EXERCISE INSTRUCTIONS>
Update the records from the line containing "Confirm that each instance of the rear" down through the line containing "pixel 114 11" by replacing "rear window" with "back window". Give back only those lines, with everything else unchanged.

DATASET>
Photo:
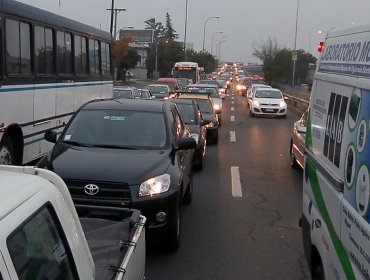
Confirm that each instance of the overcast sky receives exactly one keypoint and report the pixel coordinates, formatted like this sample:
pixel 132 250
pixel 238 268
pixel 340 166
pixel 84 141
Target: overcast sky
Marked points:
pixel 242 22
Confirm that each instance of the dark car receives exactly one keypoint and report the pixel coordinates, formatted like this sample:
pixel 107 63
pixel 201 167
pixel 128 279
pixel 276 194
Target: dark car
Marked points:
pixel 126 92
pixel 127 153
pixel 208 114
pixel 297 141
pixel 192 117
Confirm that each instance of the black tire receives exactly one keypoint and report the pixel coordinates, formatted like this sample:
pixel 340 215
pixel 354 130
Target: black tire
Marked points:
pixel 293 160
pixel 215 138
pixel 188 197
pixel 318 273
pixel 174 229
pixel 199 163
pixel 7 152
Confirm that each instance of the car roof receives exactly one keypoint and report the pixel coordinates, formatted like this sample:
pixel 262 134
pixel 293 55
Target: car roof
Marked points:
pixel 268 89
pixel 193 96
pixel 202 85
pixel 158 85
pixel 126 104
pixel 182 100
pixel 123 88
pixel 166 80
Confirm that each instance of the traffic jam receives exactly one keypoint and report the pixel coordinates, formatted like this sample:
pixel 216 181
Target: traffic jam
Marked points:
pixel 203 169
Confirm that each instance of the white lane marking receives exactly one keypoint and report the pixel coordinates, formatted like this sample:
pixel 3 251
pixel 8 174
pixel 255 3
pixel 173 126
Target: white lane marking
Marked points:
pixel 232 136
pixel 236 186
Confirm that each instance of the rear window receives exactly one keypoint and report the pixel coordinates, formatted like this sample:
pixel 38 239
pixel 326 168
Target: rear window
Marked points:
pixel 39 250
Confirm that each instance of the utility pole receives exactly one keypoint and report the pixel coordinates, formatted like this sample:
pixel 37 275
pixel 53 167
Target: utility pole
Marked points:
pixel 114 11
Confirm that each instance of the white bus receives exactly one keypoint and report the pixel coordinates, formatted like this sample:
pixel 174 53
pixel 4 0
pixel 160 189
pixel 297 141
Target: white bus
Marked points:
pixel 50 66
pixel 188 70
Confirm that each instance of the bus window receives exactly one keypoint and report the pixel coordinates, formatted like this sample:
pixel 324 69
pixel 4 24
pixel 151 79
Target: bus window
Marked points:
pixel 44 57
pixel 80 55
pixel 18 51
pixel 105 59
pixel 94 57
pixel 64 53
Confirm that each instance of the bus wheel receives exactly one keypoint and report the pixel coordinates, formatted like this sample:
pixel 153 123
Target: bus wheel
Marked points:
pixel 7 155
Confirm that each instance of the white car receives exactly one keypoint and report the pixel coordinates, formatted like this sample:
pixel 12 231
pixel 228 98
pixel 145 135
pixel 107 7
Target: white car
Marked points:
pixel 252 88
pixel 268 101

EXERCISE SOLUTION>
Confirm that each instance of the back window receives exactly one keypoint and report the pixel coordinates, formatted like this sample:
pixel 38 239
pixel 326 168
Target: back window
Marked points:
pixel 39 250
Confirm that each instance of the utility pole receives exactly one keypoint and report the pixel coordinates, formatted like this sample:
pixel 37 275
pixel 53 167
Target: utility pole
Marked points:
pixel 114 11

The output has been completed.